[Start of Attachment]
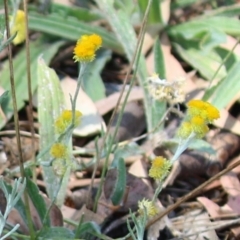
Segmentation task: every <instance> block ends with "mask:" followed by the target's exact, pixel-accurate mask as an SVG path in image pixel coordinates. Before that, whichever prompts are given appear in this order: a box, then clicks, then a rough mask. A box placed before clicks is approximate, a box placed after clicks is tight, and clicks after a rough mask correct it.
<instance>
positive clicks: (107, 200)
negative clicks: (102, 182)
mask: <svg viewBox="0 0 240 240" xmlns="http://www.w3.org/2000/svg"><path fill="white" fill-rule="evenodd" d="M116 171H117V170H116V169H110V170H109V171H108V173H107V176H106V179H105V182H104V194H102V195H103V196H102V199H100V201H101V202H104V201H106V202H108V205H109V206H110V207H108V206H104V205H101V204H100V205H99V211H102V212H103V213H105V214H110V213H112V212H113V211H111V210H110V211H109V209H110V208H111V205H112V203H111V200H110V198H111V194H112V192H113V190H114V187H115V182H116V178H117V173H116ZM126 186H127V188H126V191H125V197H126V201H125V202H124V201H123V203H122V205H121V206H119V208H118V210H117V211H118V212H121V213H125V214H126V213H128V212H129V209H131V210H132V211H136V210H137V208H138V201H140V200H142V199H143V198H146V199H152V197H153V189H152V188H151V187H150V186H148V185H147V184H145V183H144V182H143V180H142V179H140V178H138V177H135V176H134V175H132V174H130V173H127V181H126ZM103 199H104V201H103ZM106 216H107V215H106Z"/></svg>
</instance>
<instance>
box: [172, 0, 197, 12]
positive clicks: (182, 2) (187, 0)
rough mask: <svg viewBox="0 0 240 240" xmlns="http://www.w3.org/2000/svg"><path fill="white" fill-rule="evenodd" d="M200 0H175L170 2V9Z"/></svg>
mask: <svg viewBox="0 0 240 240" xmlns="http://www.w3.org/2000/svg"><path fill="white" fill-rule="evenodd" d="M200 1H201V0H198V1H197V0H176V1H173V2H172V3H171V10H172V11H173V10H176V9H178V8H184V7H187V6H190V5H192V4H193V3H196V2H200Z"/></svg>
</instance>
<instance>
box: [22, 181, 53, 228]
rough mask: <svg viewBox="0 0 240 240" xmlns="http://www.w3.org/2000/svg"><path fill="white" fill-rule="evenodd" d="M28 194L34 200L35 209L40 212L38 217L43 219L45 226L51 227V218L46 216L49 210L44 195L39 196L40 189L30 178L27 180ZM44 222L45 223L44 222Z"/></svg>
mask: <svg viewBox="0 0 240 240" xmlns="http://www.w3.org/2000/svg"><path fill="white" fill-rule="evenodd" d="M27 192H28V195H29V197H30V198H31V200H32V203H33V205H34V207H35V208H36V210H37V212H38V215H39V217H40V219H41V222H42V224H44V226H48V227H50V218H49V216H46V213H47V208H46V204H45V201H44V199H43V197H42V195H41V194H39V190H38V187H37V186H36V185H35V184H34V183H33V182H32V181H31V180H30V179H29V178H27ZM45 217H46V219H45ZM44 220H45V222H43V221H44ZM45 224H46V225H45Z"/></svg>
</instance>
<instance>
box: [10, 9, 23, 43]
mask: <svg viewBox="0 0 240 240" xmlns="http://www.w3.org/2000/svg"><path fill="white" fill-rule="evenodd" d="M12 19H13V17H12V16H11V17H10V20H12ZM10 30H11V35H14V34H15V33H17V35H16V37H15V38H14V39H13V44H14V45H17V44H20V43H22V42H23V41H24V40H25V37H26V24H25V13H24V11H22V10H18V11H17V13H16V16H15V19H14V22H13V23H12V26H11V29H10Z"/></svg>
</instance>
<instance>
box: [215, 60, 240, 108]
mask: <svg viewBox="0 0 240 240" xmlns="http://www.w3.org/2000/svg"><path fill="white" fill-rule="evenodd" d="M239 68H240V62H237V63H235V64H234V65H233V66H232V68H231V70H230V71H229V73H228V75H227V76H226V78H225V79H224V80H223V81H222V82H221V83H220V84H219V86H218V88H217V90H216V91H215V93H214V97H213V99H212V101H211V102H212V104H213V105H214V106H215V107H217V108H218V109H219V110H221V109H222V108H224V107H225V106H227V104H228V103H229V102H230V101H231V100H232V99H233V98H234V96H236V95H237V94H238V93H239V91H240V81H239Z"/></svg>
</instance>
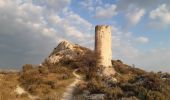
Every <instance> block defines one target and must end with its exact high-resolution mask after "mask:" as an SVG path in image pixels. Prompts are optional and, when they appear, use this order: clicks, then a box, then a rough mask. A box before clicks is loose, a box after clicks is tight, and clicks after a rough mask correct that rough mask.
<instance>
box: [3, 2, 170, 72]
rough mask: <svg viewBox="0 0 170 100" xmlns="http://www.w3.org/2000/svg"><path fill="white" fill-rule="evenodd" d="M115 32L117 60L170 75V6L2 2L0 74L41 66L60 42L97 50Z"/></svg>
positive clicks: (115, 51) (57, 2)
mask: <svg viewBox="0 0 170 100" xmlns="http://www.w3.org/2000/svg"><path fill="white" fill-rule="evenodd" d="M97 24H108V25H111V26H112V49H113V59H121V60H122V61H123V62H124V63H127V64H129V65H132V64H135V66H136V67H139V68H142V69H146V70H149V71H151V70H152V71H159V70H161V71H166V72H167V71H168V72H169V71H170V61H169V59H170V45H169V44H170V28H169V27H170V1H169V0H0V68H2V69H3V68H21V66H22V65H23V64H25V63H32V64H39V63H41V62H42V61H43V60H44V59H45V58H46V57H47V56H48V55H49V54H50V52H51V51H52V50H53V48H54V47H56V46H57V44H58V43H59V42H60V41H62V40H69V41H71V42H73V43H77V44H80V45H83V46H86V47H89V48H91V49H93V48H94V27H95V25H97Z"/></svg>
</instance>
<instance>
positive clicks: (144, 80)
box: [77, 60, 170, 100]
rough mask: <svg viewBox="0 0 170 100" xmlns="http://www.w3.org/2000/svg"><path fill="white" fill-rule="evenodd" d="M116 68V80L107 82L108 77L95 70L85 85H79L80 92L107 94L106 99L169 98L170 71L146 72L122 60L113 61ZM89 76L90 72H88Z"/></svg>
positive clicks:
[End of Attachment]
[Start of Attachment]
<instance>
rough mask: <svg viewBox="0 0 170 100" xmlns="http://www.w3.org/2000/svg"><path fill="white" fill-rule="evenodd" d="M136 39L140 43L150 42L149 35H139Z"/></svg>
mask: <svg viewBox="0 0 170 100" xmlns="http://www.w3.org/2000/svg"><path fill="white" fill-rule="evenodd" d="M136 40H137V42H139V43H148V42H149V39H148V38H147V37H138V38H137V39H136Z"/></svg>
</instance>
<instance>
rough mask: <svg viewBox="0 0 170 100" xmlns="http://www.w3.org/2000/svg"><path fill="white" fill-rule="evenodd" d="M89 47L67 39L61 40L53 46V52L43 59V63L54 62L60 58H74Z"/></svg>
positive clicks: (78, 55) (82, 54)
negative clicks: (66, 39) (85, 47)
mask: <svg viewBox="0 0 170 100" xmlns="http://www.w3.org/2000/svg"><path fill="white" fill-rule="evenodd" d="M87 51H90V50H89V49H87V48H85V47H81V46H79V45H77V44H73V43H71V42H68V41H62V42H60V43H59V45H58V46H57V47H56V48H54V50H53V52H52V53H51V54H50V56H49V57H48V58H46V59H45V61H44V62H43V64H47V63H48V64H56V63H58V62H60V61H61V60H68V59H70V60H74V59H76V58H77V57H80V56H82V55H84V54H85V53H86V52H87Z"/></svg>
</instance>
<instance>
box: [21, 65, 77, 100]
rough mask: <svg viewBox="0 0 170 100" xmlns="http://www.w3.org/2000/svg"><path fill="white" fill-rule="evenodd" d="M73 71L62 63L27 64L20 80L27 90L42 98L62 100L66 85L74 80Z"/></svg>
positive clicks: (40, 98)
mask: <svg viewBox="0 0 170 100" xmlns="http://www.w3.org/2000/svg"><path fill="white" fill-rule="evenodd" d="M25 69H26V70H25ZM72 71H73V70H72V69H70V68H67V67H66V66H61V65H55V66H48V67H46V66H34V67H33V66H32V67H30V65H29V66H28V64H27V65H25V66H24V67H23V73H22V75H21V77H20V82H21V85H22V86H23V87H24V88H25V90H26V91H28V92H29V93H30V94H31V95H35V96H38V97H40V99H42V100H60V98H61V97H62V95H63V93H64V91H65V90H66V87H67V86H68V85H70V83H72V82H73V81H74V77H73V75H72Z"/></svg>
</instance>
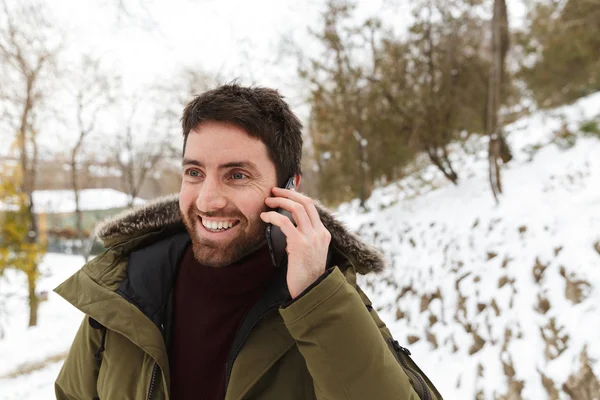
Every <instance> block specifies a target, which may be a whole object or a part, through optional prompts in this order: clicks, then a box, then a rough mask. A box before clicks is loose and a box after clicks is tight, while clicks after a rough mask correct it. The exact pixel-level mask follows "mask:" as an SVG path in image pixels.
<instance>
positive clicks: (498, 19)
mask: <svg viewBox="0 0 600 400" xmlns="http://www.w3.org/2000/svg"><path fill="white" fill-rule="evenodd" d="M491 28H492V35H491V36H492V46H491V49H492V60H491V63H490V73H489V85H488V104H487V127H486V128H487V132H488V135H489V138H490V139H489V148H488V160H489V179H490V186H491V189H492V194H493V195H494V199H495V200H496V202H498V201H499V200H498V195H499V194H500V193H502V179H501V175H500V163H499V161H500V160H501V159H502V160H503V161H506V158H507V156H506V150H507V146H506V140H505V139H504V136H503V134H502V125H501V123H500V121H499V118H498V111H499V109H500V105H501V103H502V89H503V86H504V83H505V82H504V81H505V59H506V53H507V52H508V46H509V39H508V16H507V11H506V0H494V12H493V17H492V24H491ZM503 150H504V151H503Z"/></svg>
[End of Attachment]
Read the entries and show each line that mentions "optional".

▶ Completed exercise
Every <instance> block defines one target and must end with its exact high-resolution mask after "mask:" as an SVG path in image pixels. Prompts are optional and, when they appear, use this order: clicks, then a box, then a rough mask. A box before clicks is loose, a box after clicks is tight, and clicks after a rough mask correct that rough mask.
Every <instance> block specifies a target, which may be a whole object or a part, through optional prompts in this order: clicks, then a box, then a rough mask. A box before clicks is loose and a box after clicks is tight, while clicks after a rough mask correct it. The exact pixel-level mask follows "mask:" as an SVG path in image pixels.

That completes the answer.